• Task objective
In the listing below, find the line with "Query: breakfast bar overhang" and the line with "Where can the chimney". Repeat those two lines and all lines between them exactly.

• Data records
● ● ●

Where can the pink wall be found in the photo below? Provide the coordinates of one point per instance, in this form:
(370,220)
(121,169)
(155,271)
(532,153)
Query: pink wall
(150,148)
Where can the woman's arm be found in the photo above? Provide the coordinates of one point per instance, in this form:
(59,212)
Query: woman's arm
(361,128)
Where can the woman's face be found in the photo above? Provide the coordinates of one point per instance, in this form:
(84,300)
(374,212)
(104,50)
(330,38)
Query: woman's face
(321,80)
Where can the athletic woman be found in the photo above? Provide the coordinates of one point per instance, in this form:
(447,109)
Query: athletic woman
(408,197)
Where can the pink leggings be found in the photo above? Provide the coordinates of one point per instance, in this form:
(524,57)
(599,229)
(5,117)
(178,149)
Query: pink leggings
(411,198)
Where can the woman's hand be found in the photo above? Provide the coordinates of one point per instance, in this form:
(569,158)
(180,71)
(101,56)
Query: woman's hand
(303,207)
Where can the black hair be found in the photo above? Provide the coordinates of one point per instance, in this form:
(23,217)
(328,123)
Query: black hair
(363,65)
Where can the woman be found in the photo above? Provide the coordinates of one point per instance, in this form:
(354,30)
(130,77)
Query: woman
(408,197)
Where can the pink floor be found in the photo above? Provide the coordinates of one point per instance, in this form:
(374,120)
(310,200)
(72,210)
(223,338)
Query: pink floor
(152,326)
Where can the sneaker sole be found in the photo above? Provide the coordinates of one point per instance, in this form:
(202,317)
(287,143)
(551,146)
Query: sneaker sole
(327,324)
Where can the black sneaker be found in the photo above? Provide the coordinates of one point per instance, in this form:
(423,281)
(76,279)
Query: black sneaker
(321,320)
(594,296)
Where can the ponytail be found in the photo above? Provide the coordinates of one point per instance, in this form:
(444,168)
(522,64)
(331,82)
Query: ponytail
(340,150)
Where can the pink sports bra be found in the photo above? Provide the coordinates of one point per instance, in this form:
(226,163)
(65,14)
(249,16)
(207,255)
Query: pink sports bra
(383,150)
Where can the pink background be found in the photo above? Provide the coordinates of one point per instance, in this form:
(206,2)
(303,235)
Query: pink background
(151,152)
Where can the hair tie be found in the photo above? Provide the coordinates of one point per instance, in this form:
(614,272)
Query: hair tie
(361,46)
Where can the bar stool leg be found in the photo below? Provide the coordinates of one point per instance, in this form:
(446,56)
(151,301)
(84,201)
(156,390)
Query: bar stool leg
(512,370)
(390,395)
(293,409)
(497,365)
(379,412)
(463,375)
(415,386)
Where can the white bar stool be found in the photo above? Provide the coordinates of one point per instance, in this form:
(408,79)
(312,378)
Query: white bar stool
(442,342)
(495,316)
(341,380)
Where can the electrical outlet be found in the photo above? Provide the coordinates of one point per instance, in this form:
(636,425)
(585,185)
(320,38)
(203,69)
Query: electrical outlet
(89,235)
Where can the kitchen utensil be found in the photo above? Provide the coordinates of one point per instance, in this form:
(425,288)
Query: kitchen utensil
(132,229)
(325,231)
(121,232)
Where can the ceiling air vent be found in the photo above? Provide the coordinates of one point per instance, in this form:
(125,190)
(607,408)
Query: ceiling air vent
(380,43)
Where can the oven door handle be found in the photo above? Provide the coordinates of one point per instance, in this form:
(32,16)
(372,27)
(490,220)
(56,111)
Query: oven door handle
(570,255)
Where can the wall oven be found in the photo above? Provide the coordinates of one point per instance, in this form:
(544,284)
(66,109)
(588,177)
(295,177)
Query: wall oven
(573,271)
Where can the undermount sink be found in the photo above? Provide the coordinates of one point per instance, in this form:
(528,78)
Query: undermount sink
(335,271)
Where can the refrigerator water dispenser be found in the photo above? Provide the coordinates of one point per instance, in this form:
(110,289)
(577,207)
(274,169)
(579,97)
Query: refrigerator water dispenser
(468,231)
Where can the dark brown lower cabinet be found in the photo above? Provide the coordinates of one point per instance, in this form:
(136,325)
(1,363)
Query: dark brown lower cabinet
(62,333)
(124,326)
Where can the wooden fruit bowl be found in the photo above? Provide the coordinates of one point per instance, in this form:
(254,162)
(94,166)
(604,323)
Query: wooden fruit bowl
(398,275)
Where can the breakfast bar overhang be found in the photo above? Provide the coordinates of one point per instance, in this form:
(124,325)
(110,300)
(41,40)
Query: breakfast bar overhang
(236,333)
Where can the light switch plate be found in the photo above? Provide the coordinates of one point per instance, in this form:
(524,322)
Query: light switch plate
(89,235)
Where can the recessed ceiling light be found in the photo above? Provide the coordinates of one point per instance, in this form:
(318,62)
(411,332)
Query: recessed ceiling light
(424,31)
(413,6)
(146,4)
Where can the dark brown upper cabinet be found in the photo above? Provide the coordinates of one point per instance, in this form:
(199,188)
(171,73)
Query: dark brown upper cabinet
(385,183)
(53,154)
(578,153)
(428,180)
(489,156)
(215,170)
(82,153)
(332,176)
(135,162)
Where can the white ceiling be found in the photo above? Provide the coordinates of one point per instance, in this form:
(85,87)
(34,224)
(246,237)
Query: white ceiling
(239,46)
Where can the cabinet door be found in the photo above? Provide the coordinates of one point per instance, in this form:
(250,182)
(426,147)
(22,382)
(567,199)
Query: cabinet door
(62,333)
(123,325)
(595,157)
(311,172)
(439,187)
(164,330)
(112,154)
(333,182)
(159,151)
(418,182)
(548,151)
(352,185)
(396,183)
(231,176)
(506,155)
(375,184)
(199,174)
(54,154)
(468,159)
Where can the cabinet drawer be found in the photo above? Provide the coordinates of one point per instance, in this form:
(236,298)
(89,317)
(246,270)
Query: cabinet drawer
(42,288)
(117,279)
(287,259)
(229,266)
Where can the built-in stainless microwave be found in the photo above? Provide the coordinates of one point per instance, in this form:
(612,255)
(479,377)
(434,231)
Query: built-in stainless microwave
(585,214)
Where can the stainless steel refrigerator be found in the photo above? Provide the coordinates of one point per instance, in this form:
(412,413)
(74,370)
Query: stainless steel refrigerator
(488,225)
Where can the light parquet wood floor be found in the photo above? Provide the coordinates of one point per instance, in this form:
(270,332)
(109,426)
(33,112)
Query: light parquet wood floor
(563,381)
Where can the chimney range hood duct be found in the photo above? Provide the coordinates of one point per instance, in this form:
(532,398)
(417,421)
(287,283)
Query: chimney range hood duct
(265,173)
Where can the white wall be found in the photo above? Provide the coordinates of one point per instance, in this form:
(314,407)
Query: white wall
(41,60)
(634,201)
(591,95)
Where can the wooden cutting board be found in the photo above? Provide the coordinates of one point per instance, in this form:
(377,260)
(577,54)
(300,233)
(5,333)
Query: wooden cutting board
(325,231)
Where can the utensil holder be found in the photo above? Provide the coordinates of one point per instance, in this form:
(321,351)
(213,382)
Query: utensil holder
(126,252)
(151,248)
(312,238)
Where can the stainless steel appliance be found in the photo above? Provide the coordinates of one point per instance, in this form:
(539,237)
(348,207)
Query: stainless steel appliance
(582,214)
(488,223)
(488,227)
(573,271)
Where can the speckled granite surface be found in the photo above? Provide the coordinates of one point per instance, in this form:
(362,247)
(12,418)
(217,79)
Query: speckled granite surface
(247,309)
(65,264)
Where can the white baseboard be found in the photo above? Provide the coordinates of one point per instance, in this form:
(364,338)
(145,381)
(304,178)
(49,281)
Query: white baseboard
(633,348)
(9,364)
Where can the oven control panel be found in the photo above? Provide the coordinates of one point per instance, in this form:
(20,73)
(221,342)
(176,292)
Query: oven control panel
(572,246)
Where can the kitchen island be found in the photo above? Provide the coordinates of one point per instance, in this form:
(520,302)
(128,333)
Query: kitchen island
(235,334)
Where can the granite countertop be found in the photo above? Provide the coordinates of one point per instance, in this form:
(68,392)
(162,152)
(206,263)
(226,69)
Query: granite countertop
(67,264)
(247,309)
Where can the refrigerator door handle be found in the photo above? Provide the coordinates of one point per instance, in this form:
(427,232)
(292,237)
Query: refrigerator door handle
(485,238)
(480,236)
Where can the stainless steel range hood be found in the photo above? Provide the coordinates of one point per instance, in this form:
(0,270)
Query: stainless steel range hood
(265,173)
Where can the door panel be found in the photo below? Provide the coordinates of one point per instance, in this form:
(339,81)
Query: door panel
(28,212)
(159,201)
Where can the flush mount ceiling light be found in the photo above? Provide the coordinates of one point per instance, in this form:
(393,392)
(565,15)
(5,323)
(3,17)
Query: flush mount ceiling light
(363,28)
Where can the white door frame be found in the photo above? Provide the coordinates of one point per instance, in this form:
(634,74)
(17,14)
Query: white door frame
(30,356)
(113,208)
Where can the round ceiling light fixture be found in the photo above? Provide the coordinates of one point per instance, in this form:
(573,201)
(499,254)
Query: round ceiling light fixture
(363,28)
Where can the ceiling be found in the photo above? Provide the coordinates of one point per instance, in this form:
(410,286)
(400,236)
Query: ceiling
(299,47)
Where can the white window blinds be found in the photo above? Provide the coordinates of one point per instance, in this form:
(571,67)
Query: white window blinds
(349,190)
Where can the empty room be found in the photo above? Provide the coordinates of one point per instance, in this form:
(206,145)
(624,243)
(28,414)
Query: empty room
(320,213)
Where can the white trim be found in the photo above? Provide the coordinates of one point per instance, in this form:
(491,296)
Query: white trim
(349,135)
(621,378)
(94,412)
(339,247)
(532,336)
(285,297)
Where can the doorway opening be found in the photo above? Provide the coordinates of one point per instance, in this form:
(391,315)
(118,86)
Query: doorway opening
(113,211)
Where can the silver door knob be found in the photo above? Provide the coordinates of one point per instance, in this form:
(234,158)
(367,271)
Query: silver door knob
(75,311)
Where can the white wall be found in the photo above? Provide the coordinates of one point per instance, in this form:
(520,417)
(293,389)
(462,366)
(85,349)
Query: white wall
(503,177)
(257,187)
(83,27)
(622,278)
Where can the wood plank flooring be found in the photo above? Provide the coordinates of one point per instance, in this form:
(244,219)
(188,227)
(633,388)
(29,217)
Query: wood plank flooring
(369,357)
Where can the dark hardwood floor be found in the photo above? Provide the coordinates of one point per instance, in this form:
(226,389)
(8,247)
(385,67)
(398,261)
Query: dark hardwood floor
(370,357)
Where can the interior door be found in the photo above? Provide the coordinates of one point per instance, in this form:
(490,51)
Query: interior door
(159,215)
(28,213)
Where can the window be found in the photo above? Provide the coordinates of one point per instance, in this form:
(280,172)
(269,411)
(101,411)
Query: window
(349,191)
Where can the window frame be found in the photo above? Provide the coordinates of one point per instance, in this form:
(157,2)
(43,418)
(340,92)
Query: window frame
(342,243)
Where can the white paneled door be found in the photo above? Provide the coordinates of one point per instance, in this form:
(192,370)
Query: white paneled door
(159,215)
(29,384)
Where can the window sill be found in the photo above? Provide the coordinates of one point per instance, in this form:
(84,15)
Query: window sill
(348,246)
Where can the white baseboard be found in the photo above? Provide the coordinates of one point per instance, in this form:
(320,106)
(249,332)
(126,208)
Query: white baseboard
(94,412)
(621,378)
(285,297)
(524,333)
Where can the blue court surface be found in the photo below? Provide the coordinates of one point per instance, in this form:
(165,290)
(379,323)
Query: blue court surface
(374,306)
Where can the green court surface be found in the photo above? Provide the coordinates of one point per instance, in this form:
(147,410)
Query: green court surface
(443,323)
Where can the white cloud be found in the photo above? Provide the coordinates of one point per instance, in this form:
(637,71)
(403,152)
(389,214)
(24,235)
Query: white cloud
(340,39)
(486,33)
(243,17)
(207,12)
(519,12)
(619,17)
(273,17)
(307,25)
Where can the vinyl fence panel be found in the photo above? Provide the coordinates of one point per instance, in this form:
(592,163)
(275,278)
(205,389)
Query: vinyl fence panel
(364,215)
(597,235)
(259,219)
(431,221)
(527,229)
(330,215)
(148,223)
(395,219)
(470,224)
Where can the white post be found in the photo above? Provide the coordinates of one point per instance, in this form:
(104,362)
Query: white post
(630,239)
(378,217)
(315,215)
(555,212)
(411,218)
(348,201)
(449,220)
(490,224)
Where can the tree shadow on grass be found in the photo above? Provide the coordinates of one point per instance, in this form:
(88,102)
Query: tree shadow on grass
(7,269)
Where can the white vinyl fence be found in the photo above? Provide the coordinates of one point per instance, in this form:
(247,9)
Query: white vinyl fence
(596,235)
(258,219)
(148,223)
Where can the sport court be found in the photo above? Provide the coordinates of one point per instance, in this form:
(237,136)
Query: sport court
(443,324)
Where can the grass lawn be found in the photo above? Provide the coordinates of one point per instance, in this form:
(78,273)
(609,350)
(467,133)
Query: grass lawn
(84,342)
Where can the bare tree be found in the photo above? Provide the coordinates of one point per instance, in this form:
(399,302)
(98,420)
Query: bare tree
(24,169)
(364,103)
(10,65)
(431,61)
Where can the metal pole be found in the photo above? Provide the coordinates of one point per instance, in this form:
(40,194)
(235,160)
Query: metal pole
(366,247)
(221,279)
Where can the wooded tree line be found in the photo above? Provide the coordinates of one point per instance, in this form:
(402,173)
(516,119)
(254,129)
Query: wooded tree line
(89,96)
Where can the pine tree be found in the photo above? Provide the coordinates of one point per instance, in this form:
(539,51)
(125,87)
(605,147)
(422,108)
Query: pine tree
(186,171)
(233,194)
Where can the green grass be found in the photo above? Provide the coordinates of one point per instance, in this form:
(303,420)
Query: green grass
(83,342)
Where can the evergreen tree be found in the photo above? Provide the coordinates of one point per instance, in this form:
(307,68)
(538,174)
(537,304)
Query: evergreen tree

● ● ●

• Result
Query: breakfast bar overhang
(236,333)
Where can the light switch plate be found in the photo above? Provide the coordinates of one point per instance, in this form:
(524,322)
Query: light switch plate
(89,235)
Where can the recessed ceiling light be found in the photo above? Provide the coordinates of one point per instance, in this form:
(318,62)
(411,332)
Query: recessed ceiling light
(424,31)
(413,6)
(146,4)
Where can the dark brown upper cabinet be found in the photo above? Provide the coordinates of one point per instance, in this form:
(199,188)
(171,73)
Query: dark brown upper cabinet
(385,183)
(53,154)
(578,153)
(428,180)
(489,156)
(215,170)
(82,153)
(332,176)
(135,162)
Where can the white ceiling be found in the photo above? Provide the coordinates of one point per instance, in this form:
(85,87)
(34,224)
(246,237)
Query: white ceiling
(239,46)
Where can the cabinet door be found in the photo above? Provide the coordinates of one point per instance, in this form:
(250,182)
(426,147)
(22,382)
(567,199)
Query: cabinet door
(62,333)
(123,325)
(595,157)
(311,172)
(439,187)
(164,330)
(112,154)
(333,182)
(159,151)
(418,182)
(548,151)
(352,185)
(396,183)
(231,176)
(506,155)
(375,184)
(199,174)
(54,154)
(468,159)
Where can the cabinet drawer be found in the photo above? Provide the coordinates of one point per instance, in this form:
(236,298)
(89,317)
(246,270)
Query: cabinet drawer
(42,288)
(117,279)
(287,259)
(229,266)
Where can the built-in stainless microwave be found in the photo above? Provide the coordinates of one point per instance, in this form:
(612,255)
(479,377)
(434,231)
Query: built-in stainless microwave
(585,214)
Where can the stainless steel refrigerator be found in the photo above? Provide the coordinates of one point per instance, in this form:
(412,413)
(74,370)
Query: stainless steel refrigerator
(488,225)
Where can the light parquet wood floor be found in the photo above? Provide the coordinates of one point per instance, in this form:
(270,332)
(109,426)
(33,112)
Query: light parquet wood floor
(563,381)
Where can the chimney range hood duct be found in the photo above? Provide the coordinates of one point per instance, in this form:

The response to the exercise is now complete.